Copy out, word for word, everything from the start of the material below down to and including the line that contains "[[177, 328]]".

--- Begin Items ---

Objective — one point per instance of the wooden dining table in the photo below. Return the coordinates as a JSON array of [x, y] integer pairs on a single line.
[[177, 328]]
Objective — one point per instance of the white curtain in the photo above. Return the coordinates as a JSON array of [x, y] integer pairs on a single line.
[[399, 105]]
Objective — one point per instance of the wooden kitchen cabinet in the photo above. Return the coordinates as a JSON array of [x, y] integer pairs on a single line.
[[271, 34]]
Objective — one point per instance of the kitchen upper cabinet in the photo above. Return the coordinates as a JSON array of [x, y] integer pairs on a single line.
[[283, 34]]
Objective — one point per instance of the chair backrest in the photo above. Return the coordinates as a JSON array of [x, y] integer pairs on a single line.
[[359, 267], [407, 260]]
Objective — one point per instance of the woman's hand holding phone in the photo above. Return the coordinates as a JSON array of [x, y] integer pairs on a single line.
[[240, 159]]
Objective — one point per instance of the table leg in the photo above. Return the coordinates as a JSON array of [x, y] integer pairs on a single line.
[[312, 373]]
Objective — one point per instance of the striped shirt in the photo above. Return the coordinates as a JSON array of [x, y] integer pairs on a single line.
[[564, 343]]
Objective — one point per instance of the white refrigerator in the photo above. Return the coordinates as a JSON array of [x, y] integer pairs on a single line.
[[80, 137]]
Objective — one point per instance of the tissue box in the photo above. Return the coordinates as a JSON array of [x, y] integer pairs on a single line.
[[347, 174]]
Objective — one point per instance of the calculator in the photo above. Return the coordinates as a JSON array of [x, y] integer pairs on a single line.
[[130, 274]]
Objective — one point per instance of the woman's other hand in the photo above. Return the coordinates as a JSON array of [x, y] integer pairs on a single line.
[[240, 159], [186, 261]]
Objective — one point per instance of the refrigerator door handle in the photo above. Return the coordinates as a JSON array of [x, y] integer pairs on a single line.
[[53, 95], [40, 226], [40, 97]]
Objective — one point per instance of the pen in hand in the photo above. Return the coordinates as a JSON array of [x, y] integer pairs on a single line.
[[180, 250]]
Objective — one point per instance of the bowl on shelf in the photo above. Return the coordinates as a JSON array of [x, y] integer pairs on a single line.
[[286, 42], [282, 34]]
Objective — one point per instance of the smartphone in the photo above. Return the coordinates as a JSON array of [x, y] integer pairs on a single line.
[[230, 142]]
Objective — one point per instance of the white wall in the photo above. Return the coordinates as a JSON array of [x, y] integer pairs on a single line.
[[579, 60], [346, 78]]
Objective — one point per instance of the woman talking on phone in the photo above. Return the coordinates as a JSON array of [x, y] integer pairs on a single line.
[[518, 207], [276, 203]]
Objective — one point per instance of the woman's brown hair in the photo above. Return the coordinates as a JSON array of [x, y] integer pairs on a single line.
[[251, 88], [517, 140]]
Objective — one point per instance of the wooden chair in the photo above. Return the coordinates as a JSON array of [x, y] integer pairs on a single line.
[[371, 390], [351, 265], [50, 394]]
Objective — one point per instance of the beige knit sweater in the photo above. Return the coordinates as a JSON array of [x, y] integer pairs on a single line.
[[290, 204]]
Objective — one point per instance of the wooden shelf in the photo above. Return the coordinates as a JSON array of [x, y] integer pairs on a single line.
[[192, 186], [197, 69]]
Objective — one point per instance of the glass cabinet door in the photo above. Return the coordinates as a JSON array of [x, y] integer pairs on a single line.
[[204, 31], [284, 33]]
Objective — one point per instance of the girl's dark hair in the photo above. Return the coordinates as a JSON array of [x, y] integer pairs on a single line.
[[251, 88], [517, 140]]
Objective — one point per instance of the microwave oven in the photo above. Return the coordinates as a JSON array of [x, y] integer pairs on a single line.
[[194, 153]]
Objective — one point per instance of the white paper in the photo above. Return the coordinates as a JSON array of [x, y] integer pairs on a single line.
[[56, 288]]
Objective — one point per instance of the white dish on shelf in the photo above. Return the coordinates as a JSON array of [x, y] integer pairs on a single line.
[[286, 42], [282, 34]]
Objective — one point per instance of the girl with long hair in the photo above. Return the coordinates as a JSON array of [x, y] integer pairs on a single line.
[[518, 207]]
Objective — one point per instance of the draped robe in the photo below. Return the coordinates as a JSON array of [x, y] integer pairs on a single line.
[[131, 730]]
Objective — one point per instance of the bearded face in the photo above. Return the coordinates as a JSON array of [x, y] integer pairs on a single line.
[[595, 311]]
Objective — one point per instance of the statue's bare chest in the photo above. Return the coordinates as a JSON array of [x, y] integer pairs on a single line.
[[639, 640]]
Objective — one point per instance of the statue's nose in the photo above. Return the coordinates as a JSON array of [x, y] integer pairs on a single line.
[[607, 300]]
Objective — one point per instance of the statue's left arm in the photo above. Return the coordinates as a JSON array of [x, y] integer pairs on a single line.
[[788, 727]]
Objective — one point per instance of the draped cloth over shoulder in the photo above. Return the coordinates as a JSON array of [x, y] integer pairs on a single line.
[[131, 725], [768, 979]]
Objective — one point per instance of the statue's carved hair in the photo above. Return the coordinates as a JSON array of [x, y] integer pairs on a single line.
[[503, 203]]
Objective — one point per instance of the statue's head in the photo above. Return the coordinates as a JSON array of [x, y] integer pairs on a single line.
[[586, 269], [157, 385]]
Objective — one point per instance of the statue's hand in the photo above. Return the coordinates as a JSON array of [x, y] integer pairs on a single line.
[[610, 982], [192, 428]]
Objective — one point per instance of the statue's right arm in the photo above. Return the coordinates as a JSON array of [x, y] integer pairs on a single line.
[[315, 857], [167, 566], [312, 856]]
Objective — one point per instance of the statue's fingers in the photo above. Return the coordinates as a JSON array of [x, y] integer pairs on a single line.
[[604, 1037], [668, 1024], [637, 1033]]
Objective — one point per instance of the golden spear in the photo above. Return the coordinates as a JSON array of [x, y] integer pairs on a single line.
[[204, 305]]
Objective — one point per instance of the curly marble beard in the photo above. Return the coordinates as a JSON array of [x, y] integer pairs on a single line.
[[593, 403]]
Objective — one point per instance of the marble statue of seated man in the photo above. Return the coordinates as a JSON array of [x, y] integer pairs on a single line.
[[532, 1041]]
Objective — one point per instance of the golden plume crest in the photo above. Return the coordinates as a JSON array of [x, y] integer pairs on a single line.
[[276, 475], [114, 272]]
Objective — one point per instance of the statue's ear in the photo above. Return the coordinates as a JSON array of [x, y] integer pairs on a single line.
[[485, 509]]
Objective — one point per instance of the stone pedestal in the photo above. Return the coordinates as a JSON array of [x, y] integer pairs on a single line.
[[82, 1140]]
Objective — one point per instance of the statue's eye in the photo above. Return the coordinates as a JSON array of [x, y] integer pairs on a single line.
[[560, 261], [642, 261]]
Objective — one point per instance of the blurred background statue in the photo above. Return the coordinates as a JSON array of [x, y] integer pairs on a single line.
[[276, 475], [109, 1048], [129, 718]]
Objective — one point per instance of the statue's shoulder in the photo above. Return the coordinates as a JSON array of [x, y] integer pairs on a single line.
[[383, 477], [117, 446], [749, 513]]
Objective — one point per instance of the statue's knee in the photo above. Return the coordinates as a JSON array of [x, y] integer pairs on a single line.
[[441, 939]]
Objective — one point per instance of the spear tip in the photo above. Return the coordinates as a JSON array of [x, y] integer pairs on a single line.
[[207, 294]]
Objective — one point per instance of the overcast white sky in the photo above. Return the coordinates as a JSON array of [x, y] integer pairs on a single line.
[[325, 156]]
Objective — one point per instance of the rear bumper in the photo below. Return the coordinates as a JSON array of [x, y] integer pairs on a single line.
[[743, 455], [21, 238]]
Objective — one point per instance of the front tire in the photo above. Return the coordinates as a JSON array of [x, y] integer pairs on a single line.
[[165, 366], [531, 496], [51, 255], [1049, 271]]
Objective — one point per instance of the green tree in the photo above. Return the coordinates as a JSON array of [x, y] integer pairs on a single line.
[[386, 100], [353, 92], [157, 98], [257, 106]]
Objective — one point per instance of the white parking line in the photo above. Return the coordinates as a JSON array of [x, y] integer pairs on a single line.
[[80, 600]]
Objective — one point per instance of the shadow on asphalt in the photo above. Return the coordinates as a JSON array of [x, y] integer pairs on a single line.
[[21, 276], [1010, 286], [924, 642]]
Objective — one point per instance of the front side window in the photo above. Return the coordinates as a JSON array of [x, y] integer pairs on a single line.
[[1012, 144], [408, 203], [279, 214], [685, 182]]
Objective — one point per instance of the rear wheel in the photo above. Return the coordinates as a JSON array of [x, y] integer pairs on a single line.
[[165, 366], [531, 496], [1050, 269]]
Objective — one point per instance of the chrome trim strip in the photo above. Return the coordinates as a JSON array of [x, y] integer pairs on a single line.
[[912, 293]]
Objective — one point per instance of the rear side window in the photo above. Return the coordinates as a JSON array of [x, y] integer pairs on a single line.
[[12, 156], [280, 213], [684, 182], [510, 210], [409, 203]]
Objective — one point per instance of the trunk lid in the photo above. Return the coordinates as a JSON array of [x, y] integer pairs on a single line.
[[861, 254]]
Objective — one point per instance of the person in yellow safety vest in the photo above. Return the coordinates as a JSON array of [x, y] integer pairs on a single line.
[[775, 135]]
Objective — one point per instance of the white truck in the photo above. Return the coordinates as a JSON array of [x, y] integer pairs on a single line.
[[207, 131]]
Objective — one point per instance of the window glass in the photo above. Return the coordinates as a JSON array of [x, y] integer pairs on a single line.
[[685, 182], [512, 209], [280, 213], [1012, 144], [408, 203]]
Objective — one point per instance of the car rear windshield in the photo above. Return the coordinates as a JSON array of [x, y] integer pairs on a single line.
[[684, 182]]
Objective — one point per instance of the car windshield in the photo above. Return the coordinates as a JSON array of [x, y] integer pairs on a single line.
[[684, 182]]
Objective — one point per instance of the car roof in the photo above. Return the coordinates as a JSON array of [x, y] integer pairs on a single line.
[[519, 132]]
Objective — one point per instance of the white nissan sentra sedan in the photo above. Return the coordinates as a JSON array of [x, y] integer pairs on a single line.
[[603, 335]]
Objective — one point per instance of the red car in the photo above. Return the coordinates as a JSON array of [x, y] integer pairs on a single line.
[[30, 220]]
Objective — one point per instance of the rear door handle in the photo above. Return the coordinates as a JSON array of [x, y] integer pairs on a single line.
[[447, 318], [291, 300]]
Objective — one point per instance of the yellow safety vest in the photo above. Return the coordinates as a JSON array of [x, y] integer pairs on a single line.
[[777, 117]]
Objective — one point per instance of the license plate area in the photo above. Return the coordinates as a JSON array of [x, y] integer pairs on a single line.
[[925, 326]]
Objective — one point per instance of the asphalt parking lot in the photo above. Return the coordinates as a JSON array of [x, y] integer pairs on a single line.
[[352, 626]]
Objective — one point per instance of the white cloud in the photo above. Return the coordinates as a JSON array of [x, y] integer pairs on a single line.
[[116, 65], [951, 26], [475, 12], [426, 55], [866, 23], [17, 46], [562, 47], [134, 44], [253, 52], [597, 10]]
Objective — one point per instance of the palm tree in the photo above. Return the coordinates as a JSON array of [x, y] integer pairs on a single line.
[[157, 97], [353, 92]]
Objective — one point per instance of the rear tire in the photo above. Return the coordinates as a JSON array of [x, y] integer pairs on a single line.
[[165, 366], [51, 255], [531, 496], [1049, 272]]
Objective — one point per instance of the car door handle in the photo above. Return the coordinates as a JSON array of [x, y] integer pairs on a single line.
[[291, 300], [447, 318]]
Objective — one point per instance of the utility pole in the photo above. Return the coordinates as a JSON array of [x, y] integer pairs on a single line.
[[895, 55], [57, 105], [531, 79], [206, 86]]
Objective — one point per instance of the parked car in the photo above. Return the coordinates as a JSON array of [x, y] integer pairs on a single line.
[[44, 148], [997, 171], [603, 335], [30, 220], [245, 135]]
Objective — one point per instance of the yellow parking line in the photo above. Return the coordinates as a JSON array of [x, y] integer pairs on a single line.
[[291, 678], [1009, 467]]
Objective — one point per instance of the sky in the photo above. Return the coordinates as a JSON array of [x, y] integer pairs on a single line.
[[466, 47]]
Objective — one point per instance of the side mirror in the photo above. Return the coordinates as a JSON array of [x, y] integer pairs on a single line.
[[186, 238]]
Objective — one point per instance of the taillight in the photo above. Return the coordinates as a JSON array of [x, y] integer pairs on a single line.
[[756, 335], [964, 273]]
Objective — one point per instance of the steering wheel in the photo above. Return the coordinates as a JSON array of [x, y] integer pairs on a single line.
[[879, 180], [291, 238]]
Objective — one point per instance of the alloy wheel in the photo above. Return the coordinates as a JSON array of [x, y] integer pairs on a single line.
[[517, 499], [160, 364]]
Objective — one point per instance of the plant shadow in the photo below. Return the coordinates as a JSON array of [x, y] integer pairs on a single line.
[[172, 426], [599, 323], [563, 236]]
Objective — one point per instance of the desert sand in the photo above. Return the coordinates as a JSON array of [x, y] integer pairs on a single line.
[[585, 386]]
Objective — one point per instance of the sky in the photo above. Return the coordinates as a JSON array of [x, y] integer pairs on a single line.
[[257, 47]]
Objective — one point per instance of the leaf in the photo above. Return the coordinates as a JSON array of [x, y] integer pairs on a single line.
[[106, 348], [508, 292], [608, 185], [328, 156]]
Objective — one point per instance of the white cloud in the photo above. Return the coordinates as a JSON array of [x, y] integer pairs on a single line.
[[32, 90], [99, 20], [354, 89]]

--- End Items ---

*Solved exercise*
Objective — one point per instance of the wooden dining table in the photo below. Return the coordinates as a JSON array of [x, y] integer pairs on a single line.
[[177, 328]]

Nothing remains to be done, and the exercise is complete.